● Exercise aim: Lines before the one containing "[(767, 1084), (542, 908), (410, 622), (657, 968)]" are to be left out; that line and every line after it, through the last line below, are to be reproduced exactly.

[Materials provided Boundary: Start]

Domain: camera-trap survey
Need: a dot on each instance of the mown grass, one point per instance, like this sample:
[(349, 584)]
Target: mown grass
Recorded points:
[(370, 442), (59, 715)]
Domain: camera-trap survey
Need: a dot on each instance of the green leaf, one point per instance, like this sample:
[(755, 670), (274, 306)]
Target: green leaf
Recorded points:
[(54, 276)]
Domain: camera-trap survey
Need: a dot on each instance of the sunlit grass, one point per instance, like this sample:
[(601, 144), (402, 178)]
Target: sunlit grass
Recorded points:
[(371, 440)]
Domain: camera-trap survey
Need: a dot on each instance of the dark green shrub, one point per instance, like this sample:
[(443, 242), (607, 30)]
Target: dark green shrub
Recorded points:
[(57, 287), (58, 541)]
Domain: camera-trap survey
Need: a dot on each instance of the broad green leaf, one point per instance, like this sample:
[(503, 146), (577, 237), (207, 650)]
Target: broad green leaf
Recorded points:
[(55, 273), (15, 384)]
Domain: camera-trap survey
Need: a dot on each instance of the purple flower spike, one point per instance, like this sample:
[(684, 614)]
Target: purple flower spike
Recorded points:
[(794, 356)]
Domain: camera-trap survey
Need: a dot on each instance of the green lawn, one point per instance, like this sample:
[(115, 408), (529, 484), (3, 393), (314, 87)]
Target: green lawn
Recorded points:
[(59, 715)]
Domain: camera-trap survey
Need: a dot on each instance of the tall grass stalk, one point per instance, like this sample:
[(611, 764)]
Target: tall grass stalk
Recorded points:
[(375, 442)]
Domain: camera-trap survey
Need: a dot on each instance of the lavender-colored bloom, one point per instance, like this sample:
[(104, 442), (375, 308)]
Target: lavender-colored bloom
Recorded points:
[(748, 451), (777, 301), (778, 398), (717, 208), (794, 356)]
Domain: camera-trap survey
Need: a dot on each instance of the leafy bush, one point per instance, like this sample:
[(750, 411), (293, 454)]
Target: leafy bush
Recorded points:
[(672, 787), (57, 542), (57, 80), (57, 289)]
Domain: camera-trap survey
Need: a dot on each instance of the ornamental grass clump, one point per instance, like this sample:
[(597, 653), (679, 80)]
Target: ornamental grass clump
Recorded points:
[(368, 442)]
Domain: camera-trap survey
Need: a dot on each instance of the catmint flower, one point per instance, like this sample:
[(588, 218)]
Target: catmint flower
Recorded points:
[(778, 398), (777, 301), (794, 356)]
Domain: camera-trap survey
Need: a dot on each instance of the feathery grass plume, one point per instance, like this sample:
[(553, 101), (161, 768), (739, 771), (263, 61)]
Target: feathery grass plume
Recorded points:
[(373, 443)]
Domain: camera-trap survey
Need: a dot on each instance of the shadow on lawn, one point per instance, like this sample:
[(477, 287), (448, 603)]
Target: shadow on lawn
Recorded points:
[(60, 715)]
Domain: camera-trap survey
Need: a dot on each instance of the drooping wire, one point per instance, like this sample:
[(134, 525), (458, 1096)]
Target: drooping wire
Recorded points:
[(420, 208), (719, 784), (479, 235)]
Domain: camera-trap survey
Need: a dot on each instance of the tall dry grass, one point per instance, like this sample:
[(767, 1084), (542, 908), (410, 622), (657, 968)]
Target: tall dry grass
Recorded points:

[Materials provided Boundary: End]

● Answer space:
[(767, 1084), (542, 908), (410, 622), (657, 968)]
Target: tall dry grass
Recorded points:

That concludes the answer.